TASK TO COMPLETE: Of all the lines in the entries, how many carry the word "holding"? The reply is that number and no more.

DATA EXTRACT:
====================
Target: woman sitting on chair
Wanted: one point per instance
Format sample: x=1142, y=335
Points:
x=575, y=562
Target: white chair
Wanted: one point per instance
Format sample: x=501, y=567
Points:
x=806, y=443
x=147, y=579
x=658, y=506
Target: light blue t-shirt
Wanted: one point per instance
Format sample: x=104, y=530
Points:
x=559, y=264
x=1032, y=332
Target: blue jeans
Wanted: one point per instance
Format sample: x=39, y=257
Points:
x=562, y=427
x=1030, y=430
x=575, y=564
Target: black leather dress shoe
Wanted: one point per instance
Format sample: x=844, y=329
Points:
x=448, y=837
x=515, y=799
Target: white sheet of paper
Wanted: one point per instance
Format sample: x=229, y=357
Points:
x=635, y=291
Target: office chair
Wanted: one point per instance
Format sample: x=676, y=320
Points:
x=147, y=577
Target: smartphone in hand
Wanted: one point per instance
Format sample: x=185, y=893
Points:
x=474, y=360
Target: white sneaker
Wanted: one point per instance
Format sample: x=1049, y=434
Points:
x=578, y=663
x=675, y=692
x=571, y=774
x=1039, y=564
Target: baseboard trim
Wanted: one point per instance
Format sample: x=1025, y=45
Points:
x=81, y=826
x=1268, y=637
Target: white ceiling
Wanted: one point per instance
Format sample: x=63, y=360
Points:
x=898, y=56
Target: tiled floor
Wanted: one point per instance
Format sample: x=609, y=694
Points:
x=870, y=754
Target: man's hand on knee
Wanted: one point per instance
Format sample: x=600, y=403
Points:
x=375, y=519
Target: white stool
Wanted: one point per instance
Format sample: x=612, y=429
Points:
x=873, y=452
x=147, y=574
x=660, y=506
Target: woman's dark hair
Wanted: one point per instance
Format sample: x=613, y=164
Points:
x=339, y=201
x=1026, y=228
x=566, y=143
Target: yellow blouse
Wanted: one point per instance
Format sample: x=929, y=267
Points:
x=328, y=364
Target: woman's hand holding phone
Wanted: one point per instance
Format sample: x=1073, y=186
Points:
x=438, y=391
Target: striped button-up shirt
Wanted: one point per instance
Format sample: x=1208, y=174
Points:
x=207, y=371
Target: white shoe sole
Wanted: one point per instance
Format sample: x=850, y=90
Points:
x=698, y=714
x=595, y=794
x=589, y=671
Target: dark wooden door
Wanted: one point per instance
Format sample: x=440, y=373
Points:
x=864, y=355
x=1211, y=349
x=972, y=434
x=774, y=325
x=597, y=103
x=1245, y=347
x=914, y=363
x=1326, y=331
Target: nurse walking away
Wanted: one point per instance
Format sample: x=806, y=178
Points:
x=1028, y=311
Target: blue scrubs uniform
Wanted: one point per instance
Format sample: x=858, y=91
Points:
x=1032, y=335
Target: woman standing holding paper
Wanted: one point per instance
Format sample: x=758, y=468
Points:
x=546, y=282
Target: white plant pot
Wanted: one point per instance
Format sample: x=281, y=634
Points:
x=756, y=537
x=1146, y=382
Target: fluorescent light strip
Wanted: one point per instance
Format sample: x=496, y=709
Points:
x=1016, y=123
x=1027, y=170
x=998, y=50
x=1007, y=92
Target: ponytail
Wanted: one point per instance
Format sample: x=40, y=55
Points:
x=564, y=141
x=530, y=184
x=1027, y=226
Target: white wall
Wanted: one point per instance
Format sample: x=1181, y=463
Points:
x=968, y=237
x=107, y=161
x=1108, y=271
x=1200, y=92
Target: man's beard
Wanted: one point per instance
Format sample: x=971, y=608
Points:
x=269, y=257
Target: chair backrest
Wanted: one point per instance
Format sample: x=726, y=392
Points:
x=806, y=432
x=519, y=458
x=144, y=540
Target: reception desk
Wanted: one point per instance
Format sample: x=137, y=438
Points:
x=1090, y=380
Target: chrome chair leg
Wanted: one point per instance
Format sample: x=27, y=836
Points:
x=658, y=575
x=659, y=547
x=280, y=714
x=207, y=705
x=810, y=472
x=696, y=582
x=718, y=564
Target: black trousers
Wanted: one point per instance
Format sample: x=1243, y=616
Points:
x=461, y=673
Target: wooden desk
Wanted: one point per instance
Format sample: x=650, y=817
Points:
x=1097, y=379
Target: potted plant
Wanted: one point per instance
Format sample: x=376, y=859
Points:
====================
THE ANSWER: 2